→ **EXERCISE INPUT**:
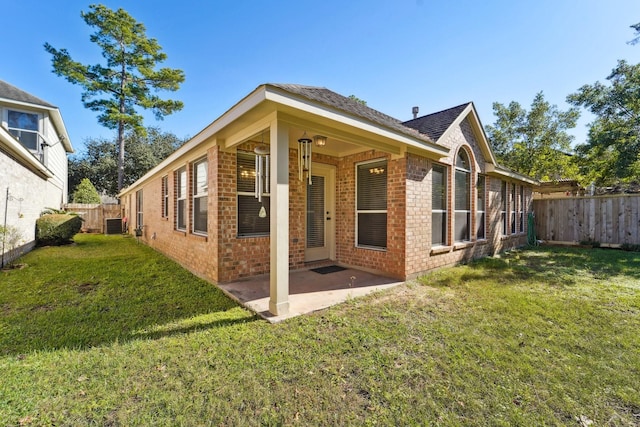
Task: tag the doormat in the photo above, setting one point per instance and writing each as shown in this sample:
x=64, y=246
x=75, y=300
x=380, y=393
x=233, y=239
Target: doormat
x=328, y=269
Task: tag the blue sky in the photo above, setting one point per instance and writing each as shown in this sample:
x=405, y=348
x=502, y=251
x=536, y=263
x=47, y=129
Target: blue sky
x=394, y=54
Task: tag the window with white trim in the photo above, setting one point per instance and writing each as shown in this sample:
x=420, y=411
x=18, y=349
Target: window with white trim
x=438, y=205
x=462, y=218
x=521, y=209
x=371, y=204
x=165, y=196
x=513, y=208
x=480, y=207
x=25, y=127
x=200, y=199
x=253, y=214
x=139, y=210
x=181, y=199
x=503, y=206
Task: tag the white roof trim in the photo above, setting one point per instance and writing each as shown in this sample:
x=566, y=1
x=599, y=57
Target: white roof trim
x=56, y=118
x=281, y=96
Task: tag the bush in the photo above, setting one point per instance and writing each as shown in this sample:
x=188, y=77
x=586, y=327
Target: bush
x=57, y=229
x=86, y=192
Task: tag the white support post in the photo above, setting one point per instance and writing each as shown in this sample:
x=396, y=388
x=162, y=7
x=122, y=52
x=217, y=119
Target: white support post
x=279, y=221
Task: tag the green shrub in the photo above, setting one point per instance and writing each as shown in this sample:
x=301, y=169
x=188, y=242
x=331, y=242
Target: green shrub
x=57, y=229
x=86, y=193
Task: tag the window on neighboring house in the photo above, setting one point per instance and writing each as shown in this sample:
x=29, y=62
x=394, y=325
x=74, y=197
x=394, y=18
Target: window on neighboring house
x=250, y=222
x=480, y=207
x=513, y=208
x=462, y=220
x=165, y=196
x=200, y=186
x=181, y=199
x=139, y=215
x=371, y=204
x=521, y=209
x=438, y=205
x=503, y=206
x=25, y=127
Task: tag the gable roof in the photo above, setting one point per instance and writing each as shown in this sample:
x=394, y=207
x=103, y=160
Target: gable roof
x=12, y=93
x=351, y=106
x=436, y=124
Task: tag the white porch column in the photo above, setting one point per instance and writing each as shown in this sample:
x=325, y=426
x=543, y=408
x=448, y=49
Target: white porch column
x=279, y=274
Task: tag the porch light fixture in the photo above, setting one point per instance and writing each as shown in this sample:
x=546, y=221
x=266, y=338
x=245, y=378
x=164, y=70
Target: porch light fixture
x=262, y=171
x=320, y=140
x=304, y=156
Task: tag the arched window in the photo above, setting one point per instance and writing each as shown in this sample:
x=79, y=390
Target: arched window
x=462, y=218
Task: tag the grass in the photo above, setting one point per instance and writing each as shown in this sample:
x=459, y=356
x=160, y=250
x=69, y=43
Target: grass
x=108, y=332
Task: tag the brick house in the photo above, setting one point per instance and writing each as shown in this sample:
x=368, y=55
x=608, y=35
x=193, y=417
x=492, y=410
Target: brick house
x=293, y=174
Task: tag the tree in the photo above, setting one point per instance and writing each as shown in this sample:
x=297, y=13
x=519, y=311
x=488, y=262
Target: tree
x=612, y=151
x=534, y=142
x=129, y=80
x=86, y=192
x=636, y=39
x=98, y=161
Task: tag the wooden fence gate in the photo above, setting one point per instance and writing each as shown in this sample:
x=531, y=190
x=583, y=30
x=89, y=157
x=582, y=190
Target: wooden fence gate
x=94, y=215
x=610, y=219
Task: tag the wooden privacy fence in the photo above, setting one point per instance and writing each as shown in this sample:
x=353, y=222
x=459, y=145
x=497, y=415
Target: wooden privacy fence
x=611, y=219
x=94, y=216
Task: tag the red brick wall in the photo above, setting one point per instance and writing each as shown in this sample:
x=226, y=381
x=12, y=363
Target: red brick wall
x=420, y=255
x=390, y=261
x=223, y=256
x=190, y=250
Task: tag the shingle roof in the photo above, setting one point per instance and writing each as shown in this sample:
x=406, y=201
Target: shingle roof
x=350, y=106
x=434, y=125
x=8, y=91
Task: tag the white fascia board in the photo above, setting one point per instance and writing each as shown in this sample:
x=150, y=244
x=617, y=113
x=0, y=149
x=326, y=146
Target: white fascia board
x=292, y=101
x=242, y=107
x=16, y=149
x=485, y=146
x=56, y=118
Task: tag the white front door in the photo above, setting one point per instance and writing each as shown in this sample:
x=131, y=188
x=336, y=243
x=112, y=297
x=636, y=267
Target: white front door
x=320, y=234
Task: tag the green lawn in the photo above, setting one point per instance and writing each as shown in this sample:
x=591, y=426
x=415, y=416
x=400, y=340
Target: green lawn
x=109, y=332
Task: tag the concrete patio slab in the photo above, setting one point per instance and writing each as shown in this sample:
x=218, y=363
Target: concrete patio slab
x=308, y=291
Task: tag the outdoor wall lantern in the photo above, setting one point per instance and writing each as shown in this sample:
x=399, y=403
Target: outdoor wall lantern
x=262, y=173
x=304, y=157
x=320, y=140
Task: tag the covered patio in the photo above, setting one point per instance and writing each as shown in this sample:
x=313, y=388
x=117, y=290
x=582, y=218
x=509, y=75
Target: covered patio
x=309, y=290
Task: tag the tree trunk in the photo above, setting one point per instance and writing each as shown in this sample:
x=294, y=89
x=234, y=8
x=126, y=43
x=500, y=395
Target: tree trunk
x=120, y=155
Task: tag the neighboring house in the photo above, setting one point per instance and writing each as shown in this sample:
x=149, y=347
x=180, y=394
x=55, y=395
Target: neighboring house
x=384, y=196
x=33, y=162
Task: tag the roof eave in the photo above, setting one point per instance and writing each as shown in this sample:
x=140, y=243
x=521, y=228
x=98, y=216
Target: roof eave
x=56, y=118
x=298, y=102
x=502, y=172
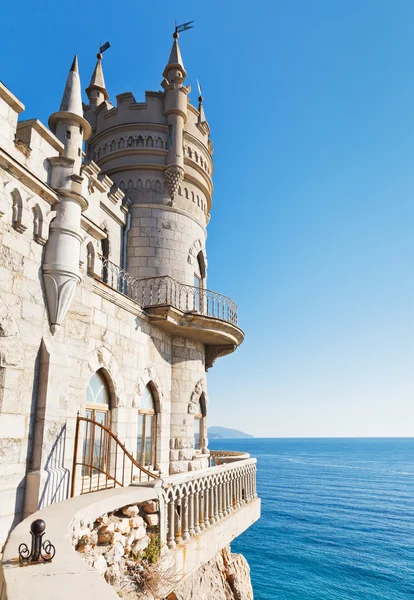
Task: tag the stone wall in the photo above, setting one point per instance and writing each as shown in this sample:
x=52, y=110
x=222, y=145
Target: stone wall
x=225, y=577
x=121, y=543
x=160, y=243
--
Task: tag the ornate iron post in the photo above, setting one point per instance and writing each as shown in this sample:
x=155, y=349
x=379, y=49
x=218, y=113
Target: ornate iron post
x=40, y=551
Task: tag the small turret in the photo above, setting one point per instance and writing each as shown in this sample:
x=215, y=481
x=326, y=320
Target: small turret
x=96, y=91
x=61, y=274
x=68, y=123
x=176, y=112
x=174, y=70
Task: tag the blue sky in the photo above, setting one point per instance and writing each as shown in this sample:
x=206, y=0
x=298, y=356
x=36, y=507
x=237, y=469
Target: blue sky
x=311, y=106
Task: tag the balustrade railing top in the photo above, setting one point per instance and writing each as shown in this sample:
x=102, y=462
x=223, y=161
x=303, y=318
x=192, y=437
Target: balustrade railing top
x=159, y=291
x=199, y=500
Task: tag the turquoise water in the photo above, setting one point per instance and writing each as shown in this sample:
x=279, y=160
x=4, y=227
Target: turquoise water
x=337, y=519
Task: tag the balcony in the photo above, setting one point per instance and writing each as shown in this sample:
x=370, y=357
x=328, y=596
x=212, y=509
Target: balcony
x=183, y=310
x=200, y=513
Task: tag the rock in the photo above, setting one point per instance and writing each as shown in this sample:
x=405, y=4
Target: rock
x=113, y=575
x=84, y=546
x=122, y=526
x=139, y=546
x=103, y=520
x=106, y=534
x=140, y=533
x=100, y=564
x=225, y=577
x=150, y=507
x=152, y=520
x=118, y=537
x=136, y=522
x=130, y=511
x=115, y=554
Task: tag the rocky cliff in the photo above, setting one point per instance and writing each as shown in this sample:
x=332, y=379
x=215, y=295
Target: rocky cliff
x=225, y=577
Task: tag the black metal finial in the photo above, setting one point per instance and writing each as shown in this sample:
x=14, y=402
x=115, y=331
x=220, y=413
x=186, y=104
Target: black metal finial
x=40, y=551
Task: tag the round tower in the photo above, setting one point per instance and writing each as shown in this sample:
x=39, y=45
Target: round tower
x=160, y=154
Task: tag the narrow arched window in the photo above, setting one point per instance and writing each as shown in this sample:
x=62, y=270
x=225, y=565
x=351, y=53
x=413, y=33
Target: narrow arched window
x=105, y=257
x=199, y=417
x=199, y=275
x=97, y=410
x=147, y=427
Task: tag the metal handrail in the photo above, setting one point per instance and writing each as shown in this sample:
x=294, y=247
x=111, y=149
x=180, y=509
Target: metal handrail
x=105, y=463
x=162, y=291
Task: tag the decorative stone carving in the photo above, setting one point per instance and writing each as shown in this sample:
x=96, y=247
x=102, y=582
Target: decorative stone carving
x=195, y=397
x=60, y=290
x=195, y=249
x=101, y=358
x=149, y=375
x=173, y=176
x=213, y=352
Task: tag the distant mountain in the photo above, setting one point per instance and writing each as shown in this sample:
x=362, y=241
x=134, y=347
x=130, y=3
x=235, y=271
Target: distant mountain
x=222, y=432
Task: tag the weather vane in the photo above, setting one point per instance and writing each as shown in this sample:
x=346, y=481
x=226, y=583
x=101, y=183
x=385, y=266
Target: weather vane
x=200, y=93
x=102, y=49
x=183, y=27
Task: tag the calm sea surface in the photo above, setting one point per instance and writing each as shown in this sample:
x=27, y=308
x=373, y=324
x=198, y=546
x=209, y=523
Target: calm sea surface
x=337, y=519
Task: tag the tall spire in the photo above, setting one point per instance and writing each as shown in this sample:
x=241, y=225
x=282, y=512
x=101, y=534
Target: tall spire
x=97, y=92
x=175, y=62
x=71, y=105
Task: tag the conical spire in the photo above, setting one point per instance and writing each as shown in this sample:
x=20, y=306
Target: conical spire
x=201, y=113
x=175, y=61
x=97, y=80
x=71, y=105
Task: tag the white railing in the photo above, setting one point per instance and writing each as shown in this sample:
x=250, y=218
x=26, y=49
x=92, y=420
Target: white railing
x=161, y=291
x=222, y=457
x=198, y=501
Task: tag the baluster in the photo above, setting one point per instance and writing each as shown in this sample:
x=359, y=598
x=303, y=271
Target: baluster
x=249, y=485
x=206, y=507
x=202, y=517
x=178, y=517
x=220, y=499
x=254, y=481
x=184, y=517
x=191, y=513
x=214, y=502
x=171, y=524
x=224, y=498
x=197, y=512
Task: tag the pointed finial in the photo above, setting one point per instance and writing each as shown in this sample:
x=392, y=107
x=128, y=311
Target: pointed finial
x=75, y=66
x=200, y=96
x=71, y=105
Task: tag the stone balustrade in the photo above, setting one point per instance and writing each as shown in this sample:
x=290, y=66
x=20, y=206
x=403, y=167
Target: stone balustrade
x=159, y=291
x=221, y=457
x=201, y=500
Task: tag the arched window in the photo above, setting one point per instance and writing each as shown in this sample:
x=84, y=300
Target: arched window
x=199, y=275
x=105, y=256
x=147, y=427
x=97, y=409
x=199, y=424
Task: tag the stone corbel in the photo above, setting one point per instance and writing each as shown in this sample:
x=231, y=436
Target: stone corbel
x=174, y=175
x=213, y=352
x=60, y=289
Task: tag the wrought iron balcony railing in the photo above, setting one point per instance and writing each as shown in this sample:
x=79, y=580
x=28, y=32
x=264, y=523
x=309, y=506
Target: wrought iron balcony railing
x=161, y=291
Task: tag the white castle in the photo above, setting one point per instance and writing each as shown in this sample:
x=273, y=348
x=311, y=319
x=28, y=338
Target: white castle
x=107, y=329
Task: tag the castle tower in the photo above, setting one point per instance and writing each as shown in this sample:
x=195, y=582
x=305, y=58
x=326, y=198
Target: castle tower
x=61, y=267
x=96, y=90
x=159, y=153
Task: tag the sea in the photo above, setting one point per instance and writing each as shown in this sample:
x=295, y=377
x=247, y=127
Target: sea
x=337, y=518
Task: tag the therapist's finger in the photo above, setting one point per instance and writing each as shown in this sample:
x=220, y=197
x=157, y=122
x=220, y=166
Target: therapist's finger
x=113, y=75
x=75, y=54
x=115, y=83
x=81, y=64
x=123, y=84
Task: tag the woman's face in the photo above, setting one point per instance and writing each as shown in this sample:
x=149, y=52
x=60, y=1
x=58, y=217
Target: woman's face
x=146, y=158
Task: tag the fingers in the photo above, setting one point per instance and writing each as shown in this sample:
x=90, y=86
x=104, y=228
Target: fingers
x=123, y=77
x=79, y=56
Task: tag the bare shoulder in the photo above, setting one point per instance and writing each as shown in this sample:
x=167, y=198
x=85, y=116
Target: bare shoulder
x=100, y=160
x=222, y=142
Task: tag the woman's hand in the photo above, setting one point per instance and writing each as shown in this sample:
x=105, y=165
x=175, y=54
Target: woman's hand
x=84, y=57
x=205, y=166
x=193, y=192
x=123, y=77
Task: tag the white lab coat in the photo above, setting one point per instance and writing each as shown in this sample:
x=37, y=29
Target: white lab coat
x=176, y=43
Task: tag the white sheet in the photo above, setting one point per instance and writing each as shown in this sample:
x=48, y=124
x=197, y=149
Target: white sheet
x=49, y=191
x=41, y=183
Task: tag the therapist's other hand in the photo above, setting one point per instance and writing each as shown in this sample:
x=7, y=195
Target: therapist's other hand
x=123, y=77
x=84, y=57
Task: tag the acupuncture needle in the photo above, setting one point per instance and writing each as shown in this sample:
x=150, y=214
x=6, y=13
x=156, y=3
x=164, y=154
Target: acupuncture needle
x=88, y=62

→ **WHAT IS BEING ASKED**:
Beginning at the line with "x=309, y=506" and ending at the line with "x=220, y=166", reproduce each line of the data above exactly, and add no other lines.

→ **RESULT OF THIS EXERCISE**:
x=309, y=506
Target: wrought iron balcony railing
x=161, y=291
Task: tag the white castle in the photo above, setting one point per instance and writing each as shown in this sample:
x=273, y=348
x=311, y=319
x=28, y=338
Target: white castle
x=107, y=329
Task: tag the castle tower in the photo above, setting one point per instance and writing each as shown in this sample:
x=195, y=582
x=305, y=58
x=326, y=198
Target: castle tower
x=61, y=267
x=96, y=90
x=159, y=153
Task: tag the sea in the photo above, setting one point per instance and writing each as shown in this sample:
x=295, y=377
x=247, y=127
Target: sea
x=337, y=518
Task: tag the therapist's finger in the photo above, setting one point per instance and writing each as shown in this sample:
x=220, y=197
x=157, y=122
x=220, y=166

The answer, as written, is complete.